====== TRECHO CITADO
Uma chama de gás em uma plataforma de produção de petróleo é vista ao lado de uma bandeira iraniana no Golfo, em 25 de julho de 2005. Foto: Raheb Homavandi / REUTERS

“Ainda que encontremos violadores infiltrados em quase todos os grandes clubes de proteção e indenização, eles definitivamente são líderes”, afirmou Tannenbaum.

Na semana passada, a Bloomberg noticiou que o American Club segurou mais navios suspeitos de violar sanções do que outras seguradoras comparáveis, de acordo com dados do grupo privado Unidos Contra um Irã Nuclear, que defende sanções mais fortes contra Teerã.

(Muitas das embarcações citadas pelo grupo também foram identificadas pelo Times. Tadros, o executivo do American Club, afirmou que sua empresa retirou seguros em casos que as acusações foram corroboradas. Ele disse que, em algumas ocasiões, o grupo Unidos Contra um Irã Nuclear apresentou evidências falsas, conclusão à que o Times também chegou a respeito de um dos petroleiros acusados.)

O Times usou imagens de satélite e informações disponíveis para a indústria de frete marítimo, como sinais que os petroleiros transmitem para informar seus supostos paradeiros, para identificar as embarcações.

A trapaça dos petroleiros envolveu uma prática conhecida como falsificação de posicionamento (spoofing), na qual embarcações informam rotas falsas para ocultar suas verdadeiras localizações. Em agosto, por exemplo, o petroleiro Glory transmitiu que estava na costa dos Emirados Árabes Unidos quando na verdade estava sendo carregado de petróleo em Asaluyeh, no Irã.
============
§ ENUNCIADO A
Reproduza fielmente a parte do trecho citado que vai de "Na semana passada, a" até "identificar as embarcações.", incluindo estas últimas palavras.
O trecho citado e os registros não têm nenhuma relação entre si.
====== DADOS DE ENTRADA
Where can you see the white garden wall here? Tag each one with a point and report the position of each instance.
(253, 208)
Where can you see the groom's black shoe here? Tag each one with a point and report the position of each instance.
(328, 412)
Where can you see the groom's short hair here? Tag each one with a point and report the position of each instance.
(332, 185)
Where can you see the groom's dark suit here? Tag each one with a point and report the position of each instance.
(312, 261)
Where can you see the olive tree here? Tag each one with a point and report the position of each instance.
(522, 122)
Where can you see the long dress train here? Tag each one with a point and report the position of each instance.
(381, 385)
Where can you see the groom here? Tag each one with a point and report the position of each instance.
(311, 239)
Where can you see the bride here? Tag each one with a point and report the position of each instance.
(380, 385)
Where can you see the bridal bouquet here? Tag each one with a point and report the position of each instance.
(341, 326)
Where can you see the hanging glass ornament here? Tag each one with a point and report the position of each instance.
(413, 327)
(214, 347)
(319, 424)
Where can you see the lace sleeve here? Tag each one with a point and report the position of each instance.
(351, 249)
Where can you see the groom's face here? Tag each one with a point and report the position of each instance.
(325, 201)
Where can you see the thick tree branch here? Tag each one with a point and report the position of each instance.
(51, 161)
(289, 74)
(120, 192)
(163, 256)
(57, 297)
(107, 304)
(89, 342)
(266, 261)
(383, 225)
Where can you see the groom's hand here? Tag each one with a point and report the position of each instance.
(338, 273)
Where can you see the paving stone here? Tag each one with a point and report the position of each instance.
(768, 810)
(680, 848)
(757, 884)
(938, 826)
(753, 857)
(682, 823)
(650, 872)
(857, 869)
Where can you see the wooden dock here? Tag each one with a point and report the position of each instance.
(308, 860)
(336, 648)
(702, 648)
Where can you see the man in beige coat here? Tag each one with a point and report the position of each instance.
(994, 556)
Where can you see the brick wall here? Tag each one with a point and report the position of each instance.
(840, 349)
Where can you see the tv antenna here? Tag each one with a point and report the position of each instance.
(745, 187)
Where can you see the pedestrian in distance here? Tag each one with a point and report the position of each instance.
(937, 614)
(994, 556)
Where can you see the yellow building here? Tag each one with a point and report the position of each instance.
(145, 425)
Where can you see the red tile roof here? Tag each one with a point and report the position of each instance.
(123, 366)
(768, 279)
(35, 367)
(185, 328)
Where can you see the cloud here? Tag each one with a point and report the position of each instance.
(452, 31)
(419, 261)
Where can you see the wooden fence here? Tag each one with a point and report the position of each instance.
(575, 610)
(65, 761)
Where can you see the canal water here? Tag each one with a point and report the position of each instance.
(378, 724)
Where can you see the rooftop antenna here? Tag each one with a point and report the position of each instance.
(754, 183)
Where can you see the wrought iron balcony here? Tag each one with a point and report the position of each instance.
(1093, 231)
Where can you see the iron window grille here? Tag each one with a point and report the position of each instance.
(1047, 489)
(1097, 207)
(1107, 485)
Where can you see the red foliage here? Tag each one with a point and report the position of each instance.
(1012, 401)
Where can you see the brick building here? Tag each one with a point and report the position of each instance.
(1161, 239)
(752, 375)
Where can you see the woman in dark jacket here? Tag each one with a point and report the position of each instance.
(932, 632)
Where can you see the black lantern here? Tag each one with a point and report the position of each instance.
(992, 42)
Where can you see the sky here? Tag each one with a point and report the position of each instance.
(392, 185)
============
§ ENUNCIADO B
Formate como lista numerada apenas as linhas dos registros que vão da linha com "Where can you see the iron" até a linha com "(1012, 401)", ambas incluídas, deixando de fora as linhas em branco.

§ RESULTADO A
Na semana passada, a Bloomberg noticiou que o American Club segurou mais navios suspeitos de violar sanções do que outras seguradoras comparáveis, de acordo com dados do grupo privado Unidos Contra um Irã Nuclear, que defende sanções mais fortes contra Teerã.

(Muitas das embarcações citadas pelo grupo também foram identificadas pelo Times. Tadros, o executivo do American Club, afirmou que sua empresa retirou seguros em casos que as acusações foram corroboradas. Ele disse que, em algumas ocasiões, o grupo Unidos Contra um Irã Nuclear apresentou evidências falsas, conclusão à que o Times também chegou a respeito de um dos petroleiros acusados.)

O Times usou imagens de satélite e informações disponíveis para a indústria de frete marítimo, como sinais que os petroleiros transmitem para informar seus supostos paradeiros, para identificar as embarcações.

§ RESULTADO B
1. Where can you see the iron window grille here? Tag each one with a point and report the position of each instance.
2. (1047, 489)
3. (1097, 207)
4. (1107, 485)
5. Where can you see the red foliage here? Tag each one with a point and report the position of each instance.
6. (1012, 401)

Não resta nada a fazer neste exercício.